> **Exercise goal**
The lines to be copied are those below that contain "cross".

(Point localization data)

*** Block opens ***

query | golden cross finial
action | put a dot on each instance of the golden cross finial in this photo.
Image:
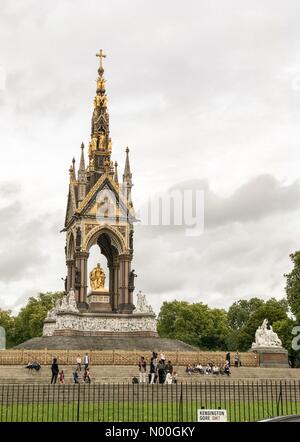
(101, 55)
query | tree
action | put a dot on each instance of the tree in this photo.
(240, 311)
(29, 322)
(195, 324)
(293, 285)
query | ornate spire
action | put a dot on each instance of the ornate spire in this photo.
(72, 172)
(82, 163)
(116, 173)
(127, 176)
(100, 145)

*** Block closes ***
*** Block opens ***

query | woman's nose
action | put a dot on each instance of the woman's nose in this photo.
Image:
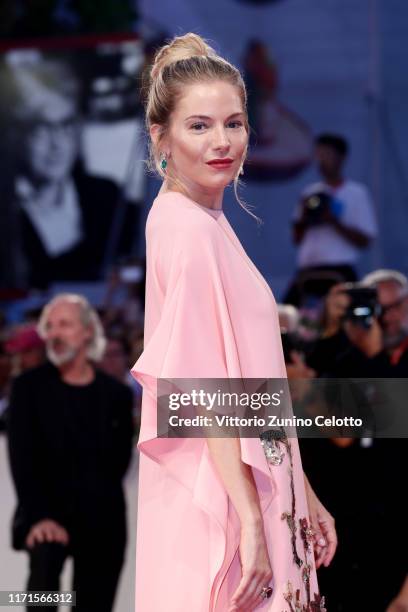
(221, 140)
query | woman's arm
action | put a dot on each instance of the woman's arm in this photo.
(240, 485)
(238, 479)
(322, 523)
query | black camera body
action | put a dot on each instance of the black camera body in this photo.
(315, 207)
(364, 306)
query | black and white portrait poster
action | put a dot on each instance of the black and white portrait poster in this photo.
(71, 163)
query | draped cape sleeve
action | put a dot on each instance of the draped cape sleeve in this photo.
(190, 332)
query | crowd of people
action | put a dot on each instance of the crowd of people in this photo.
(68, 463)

*** Block closes ***
*** Block opens ***

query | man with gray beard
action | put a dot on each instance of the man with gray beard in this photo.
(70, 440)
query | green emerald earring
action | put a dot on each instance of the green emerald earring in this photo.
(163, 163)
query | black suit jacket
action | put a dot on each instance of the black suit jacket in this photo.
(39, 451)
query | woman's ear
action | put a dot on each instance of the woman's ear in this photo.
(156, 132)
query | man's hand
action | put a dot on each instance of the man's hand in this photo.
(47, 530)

*** Block closes ***

> **Answer space**
query | golden cross finial
action | put a dot on each instance of the golden cross finial in this photo.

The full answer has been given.